PASSAGE FOR REVIEW:
* * * * * * * * *
Amodal or supramodal representations

A supramodal representation of emotions in the brain is presumably a brain regions that exhibits activity patterns specific to the abstract meaning of the stimulus but that are independent from the sensory modality (visual, auditory) and the stimulus category (face, body, voice) as in Peelen et al. (2010). These authors speculated these areas possibly host abstract emotion coding neurons (Peelen et al., 2010). More recently, Schirmer and Adolphs (2017) also relate processing of face and voice expressions in pSTS and PFC to abstract emotion representations and emotional meaning.

However, it is important to underscore that those previous findings about amodal representations were obtained with an explicit recognition task that is very different from the orthogonal task we used here. Results obtained in emotion experiments are closely linked to the task used and this is certainly the case for measures of amygdalae activity (De Gelder et al., 2012). For example, in a recent study addressing the issue of explicit vs. implicit emotion tasks we found major differences in the brain representation of body emotion expressions as a function of explicit vs. implicit recognition (Marrazzo et al., 2020). Furthermore, in older studies of our group that do not use MVPA we already systematically found that the similarities and differences between brain representation of face and body expressions is a function of the specific expression just as well as the stimulus category (Van de Riet et al., 2009; Kret et al., 2011a).

To put this issue in a boarder context, the notion of supramodal emotion representation has close conceptual links with the traditional theories of human emotions and mental states. Future experiments may start from other emotion theories focusing less on mental states and more on behavior and emotions as adaptive actions (de Gelder and Poyo Solanas, 2021). For example, it has long been argued that an action theory as opposed to a mental state theory of emotions (Frijda, 1987; De Gelder et al., 2004) implies a different picture of how the brain sustains emotional processes that the traditional notion of the six predefined basic emotions going back to Ekmans’ emotion theory.
* * * * * * * * *
DATA PROVIDED:
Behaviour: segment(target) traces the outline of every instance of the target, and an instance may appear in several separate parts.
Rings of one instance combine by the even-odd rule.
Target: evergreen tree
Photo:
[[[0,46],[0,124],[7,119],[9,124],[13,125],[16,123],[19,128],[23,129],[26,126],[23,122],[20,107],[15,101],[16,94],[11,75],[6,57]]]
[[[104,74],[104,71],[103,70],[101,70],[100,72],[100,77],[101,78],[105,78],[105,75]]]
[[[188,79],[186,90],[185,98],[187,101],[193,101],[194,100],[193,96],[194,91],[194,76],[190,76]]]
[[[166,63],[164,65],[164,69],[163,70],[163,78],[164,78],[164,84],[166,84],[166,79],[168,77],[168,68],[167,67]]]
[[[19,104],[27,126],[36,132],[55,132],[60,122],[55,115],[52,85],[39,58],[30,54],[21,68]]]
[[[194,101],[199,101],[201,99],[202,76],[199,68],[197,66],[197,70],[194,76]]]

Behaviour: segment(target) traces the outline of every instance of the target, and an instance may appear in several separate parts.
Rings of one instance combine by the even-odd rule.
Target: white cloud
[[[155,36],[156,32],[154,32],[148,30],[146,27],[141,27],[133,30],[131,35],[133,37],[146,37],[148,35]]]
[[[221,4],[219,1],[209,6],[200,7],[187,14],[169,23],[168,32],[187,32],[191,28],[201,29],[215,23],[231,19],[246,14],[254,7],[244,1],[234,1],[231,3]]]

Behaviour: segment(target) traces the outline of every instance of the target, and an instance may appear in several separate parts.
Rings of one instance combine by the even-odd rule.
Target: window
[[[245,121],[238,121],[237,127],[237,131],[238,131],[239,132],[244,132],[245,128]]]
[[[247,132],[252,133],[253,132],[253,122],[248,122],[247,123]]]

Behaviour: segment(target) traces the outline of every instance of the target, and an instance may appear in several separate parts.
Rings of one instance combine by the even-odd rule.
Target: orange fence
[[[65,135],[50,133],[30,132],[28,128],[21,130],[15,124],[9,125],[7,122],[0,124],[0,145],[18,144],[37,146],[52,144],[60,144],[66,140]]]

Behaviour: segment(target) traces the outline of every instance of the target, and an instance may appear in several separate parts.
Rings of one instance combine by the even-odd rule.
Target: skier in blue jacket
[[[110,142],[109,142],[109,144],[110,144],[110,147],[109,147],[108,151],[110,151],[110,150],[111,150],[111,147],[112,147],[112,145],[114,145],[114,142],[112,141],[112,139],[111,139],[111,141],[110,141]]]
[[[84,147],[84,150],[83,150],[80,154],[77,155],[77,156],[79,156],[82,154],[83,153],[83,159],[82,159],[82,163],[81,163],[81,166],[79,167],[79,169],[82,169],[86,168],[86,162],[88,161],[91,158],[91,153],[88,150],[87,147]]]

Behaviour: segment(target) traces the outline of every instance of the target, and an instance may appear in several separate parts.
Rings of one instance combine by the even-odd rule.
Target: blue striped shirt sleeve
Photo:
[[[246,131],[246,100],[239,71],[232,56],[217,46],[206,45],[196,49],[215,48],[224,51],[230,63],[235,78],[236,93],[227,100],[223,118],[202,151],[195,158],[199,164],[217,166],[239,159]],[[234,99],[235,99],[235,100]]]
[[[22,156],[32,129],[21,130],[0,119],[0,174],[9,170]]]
* * * * * * * * *
YOUR OBJECTIVE: According to the passage on supramodal emotion representations, what kind of task produced the earlier findings about amodal representations? The records have no connection to the text about supramodal emotion representations.

TASK RESULT: An explicit recognition task.